§ REQUIRED ACTION
Print out the full listing below, word for word.

==================================================

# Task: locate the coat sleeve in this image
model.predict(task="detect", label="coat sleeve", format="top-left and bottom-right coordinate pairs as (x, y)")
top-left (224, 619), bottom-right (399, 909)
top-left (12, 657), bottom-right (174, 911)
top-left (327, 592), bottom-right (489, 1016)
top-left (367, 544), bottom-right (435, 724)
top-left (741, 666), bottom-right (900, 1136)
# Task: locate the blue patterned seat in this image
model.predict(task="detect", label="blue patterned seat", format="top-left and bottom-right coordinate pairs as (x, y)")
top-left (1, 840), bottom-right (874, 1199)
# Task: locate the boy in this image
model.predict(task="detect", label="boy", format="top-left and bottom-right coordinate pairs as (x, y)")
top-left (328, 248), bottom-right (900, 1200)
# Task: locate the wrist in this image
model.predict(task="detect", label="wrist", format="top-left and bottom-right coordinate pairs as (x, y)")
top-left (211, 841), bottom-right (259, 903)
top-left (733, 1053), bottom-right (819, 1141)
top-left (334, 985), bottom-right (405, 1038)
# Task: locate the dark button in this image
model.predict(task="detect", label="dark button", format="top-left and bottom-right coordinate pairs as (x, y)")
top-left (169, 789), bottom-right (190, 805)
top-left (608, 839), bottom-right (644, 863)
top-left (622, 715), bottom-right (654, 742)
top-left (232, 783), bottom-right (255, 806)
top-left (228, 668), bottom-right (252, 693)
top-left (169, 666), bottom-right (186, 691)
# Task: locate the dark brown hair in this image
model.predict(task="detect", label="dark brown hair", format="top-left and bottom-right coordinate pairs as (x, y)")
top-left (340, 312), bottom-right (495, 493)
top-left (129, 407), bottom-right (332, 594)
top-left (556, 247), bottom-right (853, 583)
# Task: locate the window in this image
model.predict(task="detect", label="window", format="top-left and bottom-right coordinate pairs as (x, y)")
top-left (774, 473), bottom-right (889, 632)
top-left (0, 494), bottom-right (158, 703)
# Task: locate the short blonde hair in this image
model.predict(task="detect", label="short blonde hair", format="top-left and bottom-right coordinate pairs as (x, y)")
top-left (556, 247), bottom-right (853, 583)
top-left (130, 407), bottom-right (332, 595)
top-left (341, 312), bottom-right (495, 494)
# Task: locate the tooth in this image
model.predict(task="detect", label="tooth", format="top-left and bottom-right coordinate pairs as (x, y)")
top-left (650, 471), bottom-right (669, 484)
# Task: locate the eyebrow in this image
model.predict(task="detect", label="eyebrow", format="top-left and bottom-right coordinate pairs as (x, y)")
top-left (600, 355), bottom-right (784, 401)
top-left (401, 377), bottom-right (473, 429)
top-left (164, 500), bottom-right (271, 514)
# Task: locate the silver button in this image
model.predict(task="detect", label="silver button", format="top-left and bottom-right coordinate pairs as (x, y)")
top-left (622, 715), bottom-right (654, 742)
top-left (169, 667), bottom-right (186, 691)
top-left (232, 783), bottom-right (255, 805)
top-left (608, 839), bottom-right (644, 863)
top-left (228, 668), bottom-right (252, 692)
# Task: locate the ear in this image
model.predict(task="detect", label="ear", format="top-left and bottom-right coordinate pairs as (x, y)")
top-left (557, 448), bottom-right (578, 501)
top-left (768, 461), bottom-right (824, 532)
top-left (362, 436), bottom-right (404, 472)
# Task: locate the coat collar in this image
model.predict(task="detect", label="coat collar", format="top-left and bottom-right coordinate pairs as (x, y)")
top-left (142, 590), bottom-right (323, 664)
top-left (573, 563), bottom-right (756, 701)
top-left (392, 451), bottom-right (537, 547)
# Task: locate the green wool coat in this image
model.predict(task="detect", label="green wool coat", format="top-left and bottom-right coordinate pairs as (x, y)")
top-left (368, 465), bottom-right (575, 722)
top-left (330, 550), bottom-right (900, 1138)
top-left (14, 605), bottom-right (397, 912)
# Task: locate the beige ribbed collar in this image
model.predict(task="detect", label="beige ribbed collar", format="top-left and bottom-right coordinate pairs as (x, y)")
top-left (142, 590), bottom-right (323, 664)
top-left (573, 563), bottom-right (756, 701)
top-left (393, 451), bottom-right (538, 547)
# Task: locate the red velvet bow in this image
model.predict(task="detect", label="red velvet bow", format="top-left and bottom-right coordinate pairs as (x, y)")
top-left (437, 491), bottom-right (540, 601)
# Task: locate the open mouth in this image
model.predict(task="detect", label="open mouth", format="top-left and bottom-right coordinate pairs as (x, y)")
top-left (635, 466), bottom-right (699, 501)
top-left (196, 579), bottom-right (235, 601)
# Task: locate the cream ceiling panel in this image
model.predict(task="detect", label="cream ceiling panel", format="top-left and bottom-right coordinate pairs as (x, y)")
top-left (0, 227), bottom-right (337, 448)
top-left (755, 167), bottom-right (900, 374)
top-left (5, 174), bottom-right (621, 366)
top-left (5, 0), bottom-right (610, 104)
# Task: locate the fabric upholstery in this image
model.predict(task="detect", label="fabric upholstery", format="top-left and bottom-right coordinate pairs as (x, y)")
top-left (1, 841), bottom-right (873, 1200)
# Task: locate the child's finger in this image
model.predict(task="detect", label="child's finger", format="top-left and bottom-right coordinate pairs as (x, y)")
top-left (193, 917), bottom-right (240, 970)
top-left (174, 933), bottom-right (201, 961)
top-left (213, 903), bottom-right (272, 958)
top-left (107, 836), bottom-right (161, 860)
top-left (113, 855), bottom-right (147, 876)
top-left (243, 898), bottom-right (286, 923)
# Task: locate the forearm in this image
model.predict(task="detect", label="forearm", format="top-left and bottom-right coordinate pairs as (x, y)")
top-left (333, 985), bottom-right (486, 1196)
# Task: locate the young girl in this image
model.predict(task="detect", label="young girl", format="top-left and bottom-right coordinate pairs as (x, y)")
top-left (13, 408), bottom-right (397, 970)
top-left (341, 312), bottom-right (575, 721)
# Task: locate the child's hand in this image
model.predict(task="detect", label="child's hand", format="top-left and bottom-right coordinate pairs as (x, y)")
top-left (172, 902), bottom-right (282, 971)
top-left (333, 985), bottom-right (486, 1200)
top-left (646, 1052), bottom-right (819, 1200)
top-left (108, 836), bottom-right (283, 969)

==================================================

§ OUTPUT OF THE EXERCISE
# Task: locate the coat sleeve in this image
model.predict(task="detect", label="coat sleeve", format="top-left and bottom-right coordinate pairs as (x, y)")
top-left (224, 619), bottom-right (399, 909)
top-left (12, 657), bottom-right (174, 911)
top-left (327, 592), bottom-right (489, 1016)
top-left (367, 544), bottom-right (435, 724)
top-left (741, 666), bottom-right (900, 1136)
# Task: locate the blue patterned seat in this image
model.predict(task="detect", label="blue patterned seat", format="top-left and bottom-right coordinate pairs as (x, y)")
top-left (1, 840), bottom-right (874, 1199)
# Task: locate the boy in this image
model.predict(task="detect", label="boy", format="top-left and bottom-right coordinate pairs as (x, y)")
top-left (328, 248), bottom-right (900, 1200)
# Task: locate the wrist in this image
model.predict(task="detect", label="wrist", format="top-left and bottom-right coordinate pairs as (x, y)")
top-left (211, 841), bottom-right (259, 903)
top-left (733, 1053), bottom-right (819, 1141)
top-left (334, 985), bottom-right (405, 1038)
# Task: locate the dark button in this image
model.predict(task="detect", label="dark button", format="top-left and bottom-right coordinate pairs as (x, y)")
top-left (169, 789), bottom-right (190, 805)
top-left (608, 839), bottom-right (644, 863)
top-left (622, 715), bottom-right (654, 742)
top-left (232, 783), bottom-right (255, 806)
top-left (228, 668), bottom-right (252, 693)
top-left (169, 666), bottom-right (186, 691)
# Task: locate the dark brown hair in this image
model.predict(task="detect", label="dark brown hair", format="top-left and bottom-right coordinate pairs as (x, y)")
top-left (340, 312), bottom-right (495, 493)
top-left (129, 407), bottom-right (332, 594)
top-left (556, 247), bottom-right (853, 583)
# Task: locate the window in this image
model.predict(task="detect", label="window", format="top-left and bottom-right coordinate pairs as (x, y)")
top-left (774, 473), bottom-right (889, 632)
top-left (0, 494), bottom-right (158, 703)
# Task: locate the short blonde hair in this image
model.predict(task="detect", label="short blonde hair", format="top-left and bottom-right coordinate pairs as (x, y)")
top-left (556, 247), bottom-right (853, 583)
top-left (130, 407), bottom-right (332, 595)
top-left (341, 312), bottom-right (495, 494)
# Task: locate the tooth in this image
model.predict(task="detect", label="tooth", format="top-left and bottom-right coordinate pairs as (x, y)")
top-left (650, 471), bottom-right (669, 484)
# Task: locate the eyebrow in this image
model.predict(task="detect", label="eyebrow", format="top-left and bottom-right coordinate pairs as (x, y)")
top-left (600, 355), bottom-right (784, 401)
top-left (401, 377), bottom-right (473, 429)
top-left (164, 500), bottom-right (271, 514)
# Task: locate the silver button in this image
model.predict(task="detect", label="silver button", format="top-left and bottom-right coordinate pairs as (x, y)")
top-left (622, 715), bottom-right (654, 742)
top-left (169, 667), bottom-right (186, 691)
top-left (232, 783), bottom-right (255, 805)
top-left (608, 839), bottom-right (644, 863)
top-left (228, 668), bottom-right (252, 692)
# Task: locate the ear in this image
model.predict(task="detect", label="ear", format="top-left and bottom-right coordinate pairs as (x, y)")
top-left (557, 448), bottom-right (578, 501)
top-left (768, 461), bottom-right (824, 532)
top-left (362, 436), bottom-right (404, 472)
# Task: locate the coat collar in this image
model.predict(task="detect", label="coat collar", format="top-left and bottom-right coordinate pairs as (x, y)")
top-left (142, 590), bottom-right (323, 664)
top-left (573, 563), bottom-right (756, 701)
top-left (392, 451), bottom-right (537, 547)
# Task: locate the green wool coat in this image
model.predict(task="detect", label="green wool coat", format="top-left and bottom-right coordinate pairs as (x, y)")
top-left (368, 465), bottom-right (575, 722)
top-left (330, 550), bottom-right (900, 1138)
top-left (14, 605), bottom-right (397, 912)
# Task: locate the beige ribbed collar in this image
model.predict(task="detect", label="beige ribbed collar", format="top-left and bottom-right coordinate pairs as (x, y)")
top-left (142, 590), bottom-right (323, 664)
top-left (573, 563), bottom-right (756, 701)
top-left (393, 451), bottom-right (538, 547)
# Task: locate the red velvet bow in this image
model.predict(task="detect", label="red velvet bow", format="top-left and bottom-right coordinate pairs as (x, y)")
top-left (437, 491), bottom-right (540, 601)
# Task: locate the open mouth in this image
model.predict(task="detect", label="open mouth", format="top-left and bottom-right coordinate pairs as (x, y)")
top-left (635, 466), bottom-right (699, 501)
top-left (196, 579), bottom-right (235, 601)
# Task: locate the cream ceiling panel in this image
model.predict(task="detect", label="cream ceiling panel", format="top-left and bottom-right coordinate pairs as (x, y)")
top-left (0, 227), bottom-right (337, 448)
top-left (755, 167), bottom-right (900, 374)
top-left (5, 174), bottom-right (621, 366)
top-left (5, 0), bottom-right (610, 104)
# Task: locate the fabric upholstery in this image
model.predict(task="detect", label="fabric upholstery", format="top-left and bottom-right coordinate pairs as (x, y)")
top-left (1, 841), bottom-right (873, 1200)
# Task: locate the child's finger in this image
model.predict(task="detect", label="child's finger", format="top-left and bottom-right coordinate pairs as (x, y)")
top-left (193, 917), bottom-right (240, 970)
top-left (174, 933), bottom-right (201, 961)
top-left (213, 903), bottom-right (272, 958)
top-left (107, 836), bottom-right (161, 860)
top-left (113, 855), bottom-right (147, 876)
top-left (243, 898), bottom-right (286, 923)
# Task: locate the forearm in this image
model.predict(task="detect", label="forearm", format="top-left and bottom-right coordinate pairs as (x, y)")
top-left (333, 985), bottom-right (486, 1196)
# Task: locate the young girl in this image
model.predict(task="detect", label="young girl", format="top-left and bottom-right coordinate pairs as (x, y)")
top-left (13, 408), bottom-right (397, 970)
top-left (341, 312), bottom-right (575, 721)
# Task: locate the child's hand in this image
model.predict(task="detect", label="child's hand", format="top-left and bottom-right coordinate pairs as (x, y)")
top-left (172, 902), bottom-right (282, 971)
top-left (333, 985), bottom-right (486, 1200)
top-left (646, 1052), bottom-right (819, 1200)
top-left (108, 836), bottom-right (283, 969)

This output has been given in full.